> **Task description**
Write out every record below exactly, so that nothing differs from what is shown.
>>>>>
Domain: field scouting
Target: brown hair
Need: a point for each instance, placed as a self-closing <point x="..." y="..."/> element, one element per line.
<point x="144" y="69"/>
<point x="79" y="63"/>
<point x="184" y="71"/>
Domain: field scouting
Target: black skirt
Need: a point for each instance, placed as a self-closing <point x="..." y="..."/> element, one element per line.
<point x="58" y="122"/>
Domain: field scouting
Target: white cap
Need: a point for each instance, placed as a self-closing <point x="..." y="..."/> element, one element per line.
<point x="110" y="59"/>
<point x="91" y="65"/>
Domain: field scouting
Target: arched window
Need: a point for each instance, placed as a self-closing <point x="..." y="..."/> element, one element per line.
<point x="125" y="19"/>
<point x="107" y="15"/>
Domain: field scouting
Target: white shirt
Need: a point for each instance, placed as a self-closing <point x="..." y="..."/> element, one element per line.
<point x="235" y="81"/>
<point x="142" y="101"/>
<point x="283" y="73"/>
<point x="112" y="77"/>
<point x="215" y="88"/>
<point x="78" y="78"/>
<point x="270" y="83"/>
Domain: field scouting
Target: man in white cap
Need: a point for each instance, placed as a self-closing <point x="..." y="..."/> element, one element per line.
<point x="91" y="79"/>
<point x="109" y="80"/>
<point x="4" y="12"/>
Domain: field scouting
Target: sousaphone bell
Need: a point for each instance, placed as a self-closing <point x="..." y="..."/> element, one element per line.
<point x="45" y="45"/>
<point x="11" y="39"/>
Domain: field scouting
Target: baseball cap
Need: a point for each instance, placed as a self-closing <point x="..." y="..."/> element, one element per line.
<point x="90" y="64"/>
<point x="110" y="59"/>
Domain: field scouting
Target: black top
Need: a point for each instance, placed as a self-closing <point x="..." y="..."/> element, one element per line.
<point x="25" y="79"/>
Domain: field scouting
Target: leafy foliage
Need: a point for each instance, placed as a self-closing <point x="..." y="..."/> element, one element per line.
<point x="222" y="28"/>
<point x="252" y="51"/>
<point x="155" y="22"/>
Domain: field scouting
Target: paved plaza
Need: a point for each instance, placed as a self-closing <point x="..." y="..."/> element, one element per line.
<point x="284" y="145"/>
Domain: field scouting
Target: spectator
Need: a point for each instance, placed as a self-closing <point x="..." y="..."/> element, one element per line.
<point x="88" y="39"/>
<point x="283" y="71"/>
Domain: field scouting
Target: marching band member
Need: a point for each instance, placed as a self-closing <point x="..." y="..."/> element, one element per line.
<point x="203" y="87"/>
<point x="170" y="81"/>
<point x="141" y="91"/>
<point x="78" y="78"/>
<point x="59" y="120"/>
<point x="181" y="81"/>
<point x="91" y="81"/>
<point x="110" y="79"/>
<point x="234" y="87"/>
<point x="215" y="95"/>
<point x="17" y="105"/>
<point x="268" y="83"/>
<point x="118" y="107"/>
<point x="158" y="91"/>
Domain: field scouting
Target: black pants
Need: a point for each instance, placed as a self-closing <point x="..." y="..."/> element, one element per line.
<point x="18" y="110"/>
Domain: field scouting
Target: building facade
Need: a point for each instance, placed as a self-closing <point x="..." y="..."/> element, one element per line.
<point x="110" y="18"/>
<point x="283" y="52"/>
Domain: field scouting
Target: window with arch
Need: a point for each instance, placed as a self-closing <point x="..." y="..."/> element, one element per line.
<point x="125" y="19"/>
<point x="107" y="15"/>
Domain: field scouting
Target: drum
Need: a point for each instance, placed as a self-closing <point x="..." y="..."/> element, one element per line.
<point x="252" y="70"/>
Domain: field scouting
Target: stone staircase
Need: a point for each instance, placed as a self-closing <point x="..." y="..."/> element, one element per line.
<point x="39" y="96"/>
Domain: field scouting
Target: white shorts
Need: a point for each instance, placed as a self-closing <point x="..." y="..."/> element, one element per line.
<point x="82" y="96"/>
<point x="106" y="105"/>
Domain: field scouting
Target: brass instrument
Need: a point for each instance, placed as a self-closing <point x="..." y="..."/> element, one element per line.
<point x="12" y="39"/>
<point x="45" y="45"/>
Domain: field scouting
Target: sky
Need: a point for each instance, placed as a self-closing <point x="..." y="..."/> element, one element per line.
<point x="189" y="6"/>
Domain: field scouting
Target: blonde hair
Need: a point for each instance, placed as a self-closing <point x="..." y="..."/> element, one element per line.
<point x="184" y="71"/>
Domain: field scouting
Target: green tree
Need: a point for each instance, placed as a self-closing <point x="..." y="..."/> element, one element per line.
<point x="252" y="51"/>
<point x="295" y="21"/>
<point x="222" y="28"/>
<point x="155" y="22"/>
<<<<<
> **Response box**
Domain: field scouting
Target: brown hair
Need: a point for each instance, placed as a self-closing <point x="..." y="..."/> element, one element per line.
<point x="144" y="69"/>
<point x="79" y="63"/>
<point x="184" y="71"/>
Domain: field scouting
Target: black skirt
Need: a point for each instance, placed as a self-closing <point x="..." y="..."/> element, one element per line.
<point x="58" y="122"/>
Domain: field scouting
Target: white cap
Need: a point for each instance, placed as a self-closing <point x="..." y="..."/> element, one element per line.
<point x="110" y="59"/>
<point x="91" y="65"/>
Domain: field scouting
Target: arched window
Need: a point for each instance, placed as a self-closing <point x="..." y="..."/> element, one element per line.
<point x="125" y="19"/>
<point x="107" y="15"/>
Domain: field scouting
Target: white shirt
Need: a point for each instance, placed as a self-closing <point x="..." y="..."/> element, one element per line.
<point x="235" y="81"/>
<point x="142" y="101"/>
<point x="283" y="73"/>
<point x="112" y="77"/>
<point x="215" y="88"/>
<point x="78" y="78"/>
<point x="270" y="83"/>
Domain: field scouting
Target: man in white cap
Need: a point for each instance, placed as a self-closing <point x="..." y="..."/> element, one element per line.
<point x="91" y="79"/>
<point x="109" y="80"/>
<point x="4" y="12"/>
Domain: field scouting
Target: sousaphone bell
Need: a point for each instance, placed as a self-closing <point x="..." y="..."/> element, one element per line.
<point x="45" y="45"/>
<point x="11" y="39"/>
Domain: field scouting
Target: baseball cap
Need: a point for each instance, placed as a self-closing <point x="..." y="..."/> element, one element per line.
<point x="90" y="64"/>
<point x="110" y="59"/>
Domain: field scouting
Target: black top
Need: a point for each instance, placed as a self-closing <point x="..." y="..."/> element, one element per line.
<point x="25" y="79"/>
Domain: field scouting
Target: leafy foliage
Need: a point for each instance, placed as a self-closing <point x="..." y="..."/> element, one element per line.
<point x="222" y="28"/>
<point x="252" y="51"/>
<point x="155" y="22"/>
Domain: field scouting
Target: paved plaza
Need: a point for each instance, placed as a self-closing <point x="..." y="..."/> element, one element per line.
<point x="284" y="145"/>
Domain: field scouting
Target: spectator
Need: a point for each instance, placed as a self-closing <point x="..." y="..."/> element, one element per line.
<point x="88" y="39"/>
<point x="283" y="71"/>
Domain: field scouting
Target: marching band member
Need: a point for each instance, placed as a self-closing <point x="..." y="..."/> element, one element per line.
<point x="203" y="87"/>
<point x="170" y="81"/>
<point x="141" y="91"/>
<point x="78" y="78"/>
<point x="59" y="120"/>
<point x="181" y="81"/>
<point x="91" y="81"/>
<point x="110" y="79"/>
<point x="234" y="87"/>
<point x="215" y="95"/>
<point x="17" y="105"/>
<point x="268" y="83"/>
<point x="118" y="107"/>
<point x="158" y="91"/>
Domain: field scouting
Target: black pants
Need: a point for each instance, placed as a self-closing <point x="..." y="..."/> element, one element per line.
<point x="18" y="110"/>
Domain: field scouting
Target: building facade
Need: a point for each instance, placed as a self-closing <point x="..." y="..."/> element, one element per line.
<point x="110" y="18"/>
<point x="283" y="52"/>
Domain: field scouting
Target: window with arch
Need: a point for each instance, placed as a self-closing <point x="..." y="..."/> element, one element per line.
<point x="125" y="19"/>
<point x="107" y="15"/>
Domain: field scouting
Target: drum
Need: a point for each instance, placed as a self-closing <point x="..." y="..."/> element, one element per line.
<point x="252" y="70"/>
Domain: field scouting
Target: stone staircase
Need: a point for each instance, placed as a self-closing <point x="..." y="..."/> element, one element per line.
<point x="39" y="96"/>
Domain: field scouting
Target: white shorts
Need: a point for each instance, placed as a self-closing <point x="..." y="..."/> element, one element per line.
<point x="82" y="96"/>
<point x="106" y="105"/>
Domain: field scouting
Target: brass instrument
Need: a point for each instance, placed as a self-closing <point x="..." y="..."/> element, one element per line.
<point x="12" y="39"/>
<point x="45" y="45"/>
Domain: field scouting
Target: sky
Need: a point for each instance, placed as a self-closing <point x="..." y="..."/> element, one element per line.
<point x="189" y="6"/>
Domain: field scouting
Target: blonde hair
Need: a point for each instance, placed as a self-closing <point x="..." y="..."/> element, one element per line.
<point x="184" y="71"/>
Domain: field scouting
Target: green tree
Need: a point for each instance, placed as a self-closing <point x="..." y="..."/> element, one element per line.
<point x="252" y="51"/>
<point x="295" y="21"/>
<point x="222" y="28"/>
<point x="155" y="22"/>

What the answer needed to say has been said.